--- Stated exercise ---
Render the rows below as a two-column CSV with the columns "request" and "answer", starting with the line containing "Locate the person" and going on through the line containing "x=171 y=168". Give one row for each request, putting its text and its answer each in a single quoted field with line breaks replaced by spaces.

--- Items from a dataset ---
════════════════════
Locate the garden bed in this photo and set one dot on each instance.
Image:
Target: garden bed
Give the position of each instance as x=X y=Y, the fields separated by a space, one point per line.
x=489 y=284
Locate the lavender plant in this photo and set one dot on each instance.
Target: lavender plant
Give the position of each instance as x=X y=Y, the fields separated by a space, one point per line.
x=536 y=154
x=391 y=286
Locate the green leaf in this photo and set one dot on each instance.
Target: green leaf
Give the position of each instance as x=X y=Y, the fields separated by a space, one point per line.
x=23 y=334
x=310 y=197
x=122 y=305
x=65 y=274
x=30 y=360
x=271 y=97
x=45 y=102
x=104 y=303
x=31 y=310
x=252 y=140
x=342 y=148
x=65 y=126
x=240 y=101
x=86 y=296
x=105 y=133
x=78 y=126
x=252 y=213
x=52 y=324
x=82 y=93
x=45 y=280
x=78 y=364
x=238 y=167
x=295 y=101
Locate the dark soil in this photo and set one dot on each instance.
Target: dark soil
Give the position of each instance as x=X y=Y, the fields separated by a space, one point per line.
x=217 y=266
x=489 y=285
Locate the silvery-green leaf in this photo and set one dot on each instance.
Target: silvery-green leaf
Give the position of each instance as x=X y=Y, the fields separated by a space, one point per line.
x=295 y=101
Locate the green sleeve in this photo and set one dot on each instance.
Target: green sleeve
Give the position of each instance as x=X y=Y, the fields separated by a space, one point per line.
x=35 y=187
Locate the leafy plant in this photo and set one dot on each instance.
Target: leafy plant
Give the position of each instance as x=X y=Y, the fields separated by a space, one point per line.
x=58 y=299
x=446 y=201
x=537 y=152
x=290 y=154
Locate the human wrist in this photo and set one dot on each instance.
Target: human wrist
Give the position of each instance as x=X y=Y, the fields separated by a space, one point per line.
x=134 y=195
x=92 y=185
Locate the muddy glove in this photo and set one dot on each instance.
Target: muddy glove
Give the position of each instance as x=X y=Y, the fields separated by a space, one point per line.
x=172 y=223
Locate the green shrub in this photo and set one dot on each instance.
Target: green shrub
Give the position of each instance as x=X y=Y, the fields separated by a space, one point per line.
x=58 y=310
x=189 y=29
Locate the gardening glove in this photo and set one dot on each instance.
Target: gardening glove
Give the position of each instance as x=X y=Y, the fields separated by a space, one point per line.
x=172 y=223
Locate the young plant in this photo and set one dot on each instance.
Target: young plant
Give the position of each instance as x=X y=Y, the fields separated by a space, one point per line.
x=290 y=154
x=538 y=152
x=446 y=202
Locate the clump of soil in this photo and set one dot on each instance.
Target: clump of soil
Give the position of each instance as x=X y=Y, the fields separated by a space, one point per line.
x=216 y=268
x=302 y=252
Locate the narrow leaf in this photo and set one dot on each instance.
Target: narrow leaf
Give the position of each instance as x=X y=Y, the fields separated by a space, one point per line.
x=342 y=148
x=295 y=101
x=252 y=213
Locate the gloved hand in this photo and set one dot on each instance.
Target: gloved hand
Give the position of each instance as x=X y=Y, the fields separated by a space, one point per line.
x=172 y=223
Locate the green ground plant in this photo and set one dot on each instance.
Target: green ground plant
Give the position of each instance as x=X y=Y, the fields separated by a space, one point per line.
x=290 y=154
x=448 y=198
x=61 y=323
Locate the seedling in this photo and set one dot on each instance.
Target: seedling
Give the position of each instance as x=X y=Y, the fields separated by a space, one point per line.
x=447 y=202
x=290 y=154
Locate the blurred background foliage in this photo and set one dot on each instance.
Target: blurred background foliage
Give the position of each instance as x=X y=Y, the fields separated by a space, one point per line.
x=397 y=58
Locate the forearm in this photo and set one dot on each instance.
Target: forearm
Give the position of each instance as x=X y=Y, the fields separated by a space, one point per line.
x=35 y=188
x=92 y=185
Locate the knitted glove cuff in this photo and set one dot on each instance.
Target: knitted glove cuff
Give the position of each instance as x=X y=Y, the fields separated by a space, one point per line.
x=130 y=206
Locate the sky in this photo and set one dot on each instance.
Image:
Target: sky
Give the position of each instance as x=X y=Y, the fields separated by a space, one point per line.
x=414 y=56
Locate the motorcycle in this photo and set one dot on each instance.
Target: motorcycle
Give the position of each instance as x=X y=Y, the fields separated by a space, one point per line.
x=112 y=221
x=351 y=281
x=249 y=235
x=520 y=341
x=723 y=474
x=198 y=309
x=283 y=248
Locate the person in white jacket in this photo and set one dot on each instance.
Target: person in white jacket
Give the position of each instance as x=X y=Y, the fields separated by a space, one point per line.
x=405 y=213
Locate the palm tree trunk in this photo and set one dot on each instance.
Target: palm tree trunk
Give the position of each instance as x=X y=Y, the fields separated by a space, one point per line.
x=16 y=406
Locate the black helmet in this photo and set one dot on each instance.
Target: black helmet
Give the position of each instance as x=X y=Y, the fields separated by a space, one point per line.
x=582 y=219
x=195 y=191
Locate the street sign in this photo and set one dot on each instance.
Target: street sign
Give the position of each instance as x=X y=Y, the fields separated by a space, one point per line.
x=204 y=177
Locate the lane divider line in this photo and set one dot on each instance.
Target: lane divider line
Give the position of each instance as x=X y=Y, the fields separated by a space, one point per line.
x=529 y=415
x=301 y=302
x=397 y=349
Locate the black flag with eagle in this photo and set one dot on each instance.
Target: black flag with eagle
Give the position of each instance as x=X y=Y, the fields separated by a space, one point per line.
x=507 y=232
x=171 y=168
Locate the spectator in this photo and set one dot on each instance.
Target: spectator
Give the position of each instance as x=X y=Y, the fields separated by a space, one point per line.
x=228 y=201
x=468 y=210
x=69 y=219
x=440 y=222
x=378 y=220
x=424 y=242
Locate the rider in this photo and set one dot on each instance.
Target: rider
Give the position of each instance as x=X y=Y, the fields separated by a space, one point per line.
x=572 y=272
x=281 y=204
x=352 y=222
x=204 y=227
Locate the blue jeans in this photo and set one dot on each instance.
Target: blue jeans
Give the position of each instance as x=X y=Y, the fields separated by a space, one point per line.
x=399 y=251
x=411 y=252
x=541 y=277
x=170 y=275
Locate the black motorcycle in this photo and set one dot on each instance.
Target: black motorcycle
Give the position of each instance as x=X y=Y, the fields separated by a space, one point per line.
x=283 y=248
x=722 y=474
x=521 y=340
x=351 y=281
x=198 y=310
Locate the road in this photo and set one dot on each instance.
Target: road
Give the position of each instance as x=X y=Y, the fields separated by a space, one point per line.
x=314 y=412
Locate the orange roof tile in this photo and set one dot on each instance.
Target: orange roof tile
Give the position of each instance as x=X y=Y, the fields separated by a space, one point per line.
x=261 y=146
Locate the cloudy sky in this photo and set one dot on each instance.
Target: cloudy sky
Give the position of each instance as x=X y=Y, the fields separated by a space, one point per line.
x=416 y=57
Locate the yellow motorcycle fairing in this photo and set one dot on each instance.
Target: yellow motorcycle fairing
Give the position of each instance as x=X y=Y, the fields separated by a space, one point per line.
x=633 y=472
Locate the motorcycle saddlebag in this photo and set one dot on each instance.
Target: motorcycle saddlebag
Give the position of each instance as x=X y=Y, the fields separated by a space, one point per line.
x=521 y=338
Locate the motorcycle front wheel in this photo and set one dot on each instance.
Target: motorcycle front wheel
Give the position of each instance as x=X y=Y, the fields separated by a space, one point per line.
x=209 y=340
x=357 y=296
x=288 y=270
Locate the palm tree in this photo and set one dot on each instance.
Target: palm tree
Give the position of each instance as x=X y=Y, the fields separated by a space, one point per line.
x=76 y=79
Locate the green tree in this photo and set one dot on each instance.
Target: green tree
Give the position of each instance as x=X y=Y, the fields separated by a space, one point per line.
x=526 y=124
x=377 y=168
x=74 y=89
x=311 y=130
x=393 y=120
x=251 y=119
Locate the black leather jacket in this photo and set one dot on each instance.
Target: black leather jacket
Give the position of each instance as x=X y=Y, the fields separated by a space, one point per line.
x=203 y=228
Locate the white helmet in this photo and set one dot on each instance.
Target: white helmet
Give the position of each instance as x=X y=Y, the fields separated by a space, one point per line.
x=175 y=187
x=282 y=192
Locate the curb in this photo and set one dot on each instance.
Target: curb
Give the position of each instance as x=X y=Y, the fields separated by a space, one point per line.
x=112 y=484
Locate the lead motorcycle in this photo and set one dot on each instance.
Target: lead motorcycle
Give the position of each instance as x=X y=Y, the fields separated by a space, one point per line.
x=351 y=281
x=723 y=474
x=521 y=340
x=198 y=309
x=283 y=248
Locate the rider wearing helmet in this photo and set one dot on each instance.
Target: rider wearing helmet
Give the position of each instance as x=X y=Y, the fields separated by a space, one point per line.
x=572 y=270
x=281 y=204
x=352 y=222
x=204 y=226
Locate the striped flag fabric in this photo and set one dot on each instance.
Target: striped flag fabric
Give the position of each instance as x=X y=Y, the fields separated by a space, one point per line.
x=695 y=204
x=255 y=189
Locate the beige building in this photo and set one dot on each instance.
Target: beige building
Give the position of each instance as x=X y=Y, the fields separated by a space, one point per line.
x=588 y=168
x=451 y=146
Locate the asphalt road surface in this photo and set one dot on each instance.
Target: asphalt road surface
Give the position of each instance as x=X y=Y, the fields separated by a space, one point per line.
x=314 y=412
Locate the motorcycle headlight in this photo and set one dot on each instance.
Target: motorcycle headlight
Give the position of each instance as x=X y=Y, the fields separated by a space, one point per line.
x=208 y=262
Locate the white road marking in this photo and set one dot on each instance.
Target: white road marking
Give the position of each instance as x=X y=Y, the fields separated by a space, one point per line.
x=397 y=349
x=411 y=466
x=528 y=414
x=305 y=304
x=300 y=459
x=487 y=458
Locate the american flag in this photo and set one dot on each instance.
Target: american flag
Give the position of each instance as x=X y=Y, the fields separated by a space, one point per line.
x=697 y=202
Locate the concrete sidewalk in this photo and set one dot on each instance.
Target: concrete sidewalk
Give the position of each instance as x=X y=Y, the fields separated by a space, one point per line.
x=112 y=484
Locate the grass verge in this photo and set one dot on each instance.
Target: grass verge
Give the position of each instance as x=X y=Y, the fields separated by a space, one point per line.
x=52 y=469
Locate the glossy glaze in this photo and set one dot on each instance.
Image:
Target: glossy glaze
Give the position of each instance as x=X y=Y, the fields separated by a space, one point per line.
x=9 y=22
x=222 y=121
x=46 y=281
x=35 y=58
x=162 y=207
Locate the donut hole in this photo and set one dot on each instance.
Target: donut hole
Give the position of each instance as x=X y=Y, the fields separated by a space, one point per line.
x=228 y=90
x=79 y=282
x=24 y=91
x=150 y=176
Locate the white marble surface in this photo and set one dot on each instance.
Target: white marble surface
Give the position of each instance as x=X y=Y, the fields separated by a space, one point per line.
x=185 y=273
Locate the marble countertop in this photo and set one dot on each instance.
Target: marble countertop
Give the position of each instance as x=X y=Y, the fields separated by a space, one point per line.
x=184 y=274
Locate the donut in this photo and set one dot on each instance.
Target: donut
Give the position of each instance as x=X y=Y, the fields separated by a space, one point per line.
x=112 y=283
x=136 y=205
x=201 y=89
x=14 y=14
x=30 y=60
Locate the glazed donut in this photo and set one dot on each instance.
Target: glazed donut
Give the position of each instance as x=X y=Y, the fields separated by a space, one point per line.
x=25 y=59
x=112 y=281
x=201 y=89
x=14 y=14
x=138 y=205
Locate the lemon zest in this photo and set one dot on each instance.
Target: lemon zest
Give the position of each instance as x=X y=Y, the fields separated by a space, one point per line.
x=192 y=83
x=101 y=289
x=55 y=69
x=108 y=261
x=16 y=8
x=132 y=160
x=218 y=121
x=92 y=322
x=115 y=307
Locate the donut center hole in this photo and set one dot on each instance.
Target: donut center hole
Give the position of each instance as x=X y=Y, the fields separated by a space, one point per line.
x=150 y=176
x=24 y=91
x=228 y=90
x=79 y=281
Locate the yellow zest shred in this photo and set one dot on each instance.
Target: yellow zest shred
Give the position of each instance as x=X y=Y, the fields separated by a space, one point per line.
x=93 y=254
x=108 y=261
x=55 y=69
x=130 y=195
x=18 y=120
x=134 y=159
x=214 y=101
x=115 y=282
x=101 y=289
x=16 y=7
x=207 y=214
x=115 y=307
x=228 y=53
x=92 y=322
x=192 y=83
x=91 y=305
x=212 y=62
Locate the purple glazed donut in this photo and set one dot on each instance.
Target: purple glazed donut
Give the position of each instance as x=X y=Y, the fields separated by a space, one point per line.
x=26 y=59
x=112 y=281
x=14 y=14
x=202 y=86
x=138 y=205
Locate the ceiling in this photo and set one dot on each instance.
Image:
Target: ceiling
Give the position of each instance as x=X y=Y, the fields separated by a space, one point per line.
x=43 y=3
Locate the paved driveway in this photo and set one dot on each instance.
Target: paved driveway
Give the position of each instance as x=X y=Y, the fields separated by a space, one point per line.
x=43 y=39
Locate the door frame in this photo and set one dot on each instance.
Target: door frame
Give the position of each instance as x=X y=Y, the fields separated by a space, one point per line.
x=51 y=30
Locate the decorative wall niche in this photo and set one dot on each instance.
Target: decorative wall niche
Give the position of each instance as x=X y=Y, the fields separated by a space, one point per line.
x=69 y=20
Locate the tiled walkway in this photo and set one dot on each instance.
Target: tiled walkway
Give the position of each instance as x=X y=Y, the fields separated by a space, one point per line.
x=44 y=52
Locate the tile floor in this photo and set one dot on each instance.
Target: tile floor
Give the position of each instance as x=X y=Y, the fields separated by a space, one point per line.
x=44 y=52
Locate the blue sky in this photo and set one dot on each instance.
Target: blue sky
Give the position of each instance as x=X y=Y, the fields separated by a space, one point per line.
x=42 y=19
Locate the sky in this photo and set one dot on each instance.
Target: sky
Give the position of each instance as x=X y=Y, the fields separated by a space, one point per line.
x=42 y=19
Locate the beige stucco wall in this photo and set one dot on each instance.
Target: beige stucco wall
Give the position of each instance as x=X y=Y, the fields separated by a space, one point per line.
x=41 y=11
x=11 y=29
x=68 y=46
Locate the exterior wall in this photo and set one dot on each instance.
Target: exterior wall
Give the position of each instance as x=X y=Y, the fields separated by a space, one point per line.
════════════════════
--- Solved problem ---
request,answer
"Locate the person in white jacket in this photo and set one dot on each instance. Target: person in white jacket Give the position of each instance as x=X y=Y, the fields separated by a space, one point per line.","x=405 y=213"
"Locate the palm tree trunk in this photo and set one dot on each instance. Target: palm tree trunk Give the position of each instance as x=X y=Y, the fields separated by a space, one point per line.","x=16 y=406"
"Locate the black helmet in this photo and set one dot on each instance. Target: black helmet Give the position of each instance as x=X y=Y, the fields separated by a space, one point per line.","x=582 y=219 x=195 y=191"
"Locate the street sign in this photo and set one dot on each instance. Target: street sign Give the position of each instance as x=X y=Y, the fields separated by a space, one point per line.","x=204 y=177"
"Locate the lane divider line in this photo and set one dot on each instance. Target: lane divider line Give the position of each instance as x=X y=Y, the fields separated by a space, one point per line.","x=529 y=415 x=301 y=302 x=397 y=349"
"Locate the black flag with eagle in this photo and set one dot on each instance. Target: black flag with eagle Give the position of each instance as x=X y=Y, the fields separated by a space, one point per line.","x=507 y=232 x=171 y=168"